What you are asked to do. From the passage on stages of regional development, list every industry it names and every specialty it gives as an example.

Up to this point we have illustrated how the development of an investor and his asset portfolio is analogous to the development of a town, city or region and its business and industry portfolio. You may now rightly wonder why such an analogy would be of importance to explaining the role diversification plays in regional industry evolution. The development up to stage 4 is rather basic and may perhaps provide only a few new insights into regional development. But, if the analogy up to stage 4 is true, the analogy may also be true for stage 5, and that is where the interesting high value (but also high risk) developments are taking place. At stage 5 the analogy is between the knowledgeable and specialized investor who actively trades to get the highest returns and his macro-level counterpart: the specialized industry cluster. We will first examine stage 5 from an economic point of view, followed by formulating hypotheses to test whether related diversification has played a significant role in the industry development of U.S. regions. This section will conclude with completing the analogy from the investor’s point of view, discuss the potential insights gained from this analogy and suggest possible implications this might have on established views of regional development.

Stage 5 of regional development –
The importance of related diversification
In a recent empiric study on the development of Swedish industries Neffke et al. (2009) have found “that industries that were technologically related to pre-existing industries in a region had a higher probability to enter the region, as compared to unrelated industries.” They have also found that these unrelated industries had a higher probability of exiting the region. Their finding would mean that over time a region’s industry portfolio seems to diversify into technologically related industries, while unrelated industries either left the region or left business for good. This technological relatedness therefore seems to have played an important part in the regional diversification and development of Sweden in the years under examination (1969-2002) (Neffke et al., 2009).
When we consider stage 4 of regional development to be a time when a region “discovers” where it excels in, we would indeed expect to find a higher likelihood of related industries entering the region because additional profit can be made. But even before stage 4 we would expect related diversification to play a role in the development of a region. From stage one to stage 2 there would be related diversification in the food, clothing and building industry. From stage 2 to stage 3 as a town or region grows more prosperous the existing industries for food, clothing and building can further diversify into related industries that offer even a greater variety of these basic goods. New industries pertaining to for example leisure may also enter the region as people have sufficiently satisfied their basic needs (Maslow, 1943) and have money to spare on other goods and services. New industries will find it profitable to enter until there is a well-rounded portfolio of activities. From stage 3 to 4 new industries like leisure that have entered the region may further diversify into related industries giving rise to specialties like a movie theatre or theme parks. Regions can also emerge to be more competent in one industry, giving that industry a competitive advantage and allowing it to grow and expand into related industries.
If there were a stage 5 of industry development we would expect stage 5 to be a continuation and enhancement from stage 4. That is, continued entry of related industries and exit of unrelated industry would ultimately result in a highly specialized region. An enhancement from stage 4 would mean that this highly specialized region is also highly successful and distinctly different from a “normal” region specific specialty.

Data listing.
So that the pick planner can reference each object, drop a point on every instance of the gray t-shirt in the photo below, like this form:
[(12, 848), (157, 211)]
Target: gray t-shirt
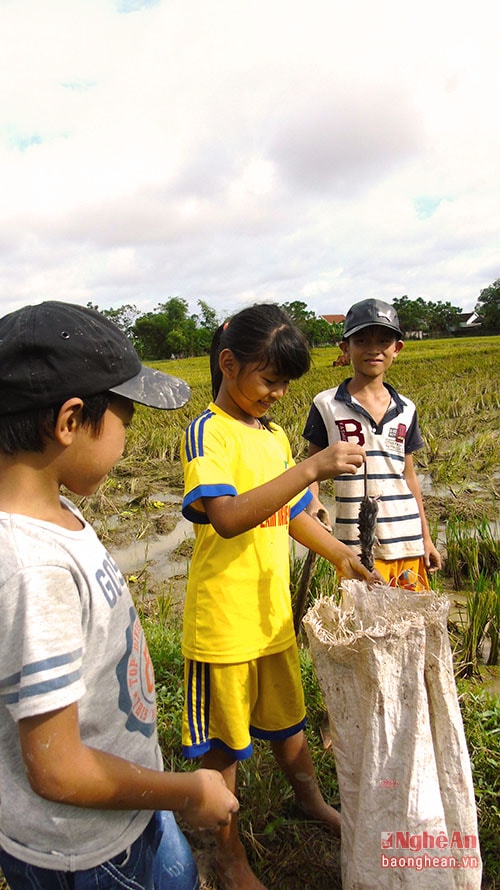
[(69, 633)]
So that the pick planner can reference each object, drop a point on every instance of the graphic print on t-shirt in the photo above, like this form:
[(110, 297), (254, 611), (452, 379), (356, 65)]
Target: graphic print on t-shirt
[(136, 678)]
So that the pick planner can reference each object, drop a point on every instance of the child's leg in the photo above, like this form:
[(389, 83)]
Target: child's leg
[(174, 866), (293, 756), (233, 868)]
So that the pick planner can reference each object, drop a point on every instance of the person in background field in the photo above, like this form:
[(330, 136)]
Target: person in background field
[(85, 803), (245, 496), (366, 411)]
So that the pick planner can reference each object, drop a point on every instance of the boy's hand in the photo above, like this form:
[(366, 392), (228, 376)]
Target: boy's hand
[(337, 460), (349, 566), (211, 803)]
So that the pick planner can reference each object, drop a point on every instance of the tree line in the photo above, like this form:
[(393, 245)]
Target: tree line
[(172, 330)]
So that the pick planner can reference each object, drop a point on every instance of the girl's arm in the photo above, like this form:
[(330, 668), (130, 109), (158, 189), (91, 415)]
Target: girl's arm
[(311, 534), (231, 516), (62, 769), (432, 556)]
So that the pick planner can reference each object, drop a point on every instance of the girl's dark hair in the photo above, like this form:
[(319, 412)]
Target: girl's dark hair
[(29, 430), (265, 335)]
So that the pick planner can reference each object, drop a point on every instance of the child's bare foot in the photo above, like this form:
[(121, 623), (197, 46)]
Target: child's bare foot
[(234, 873)]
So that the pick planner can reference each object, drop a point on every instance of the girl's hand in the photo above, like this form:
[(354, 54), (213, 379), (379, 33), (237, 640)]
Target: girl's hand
[(317, 511), (336, 460), (211, 803)]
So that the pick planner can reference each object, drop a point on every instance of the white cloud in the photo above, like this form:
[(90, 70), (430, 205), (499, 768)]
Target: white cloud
[(228, 151)]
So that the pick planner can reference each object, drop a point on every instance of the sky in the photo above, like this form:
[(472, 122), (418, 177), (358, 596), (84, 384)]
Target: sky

Final result.
Industries: food, clothing, building, leisure
Specialties: a movie theatre, theme parks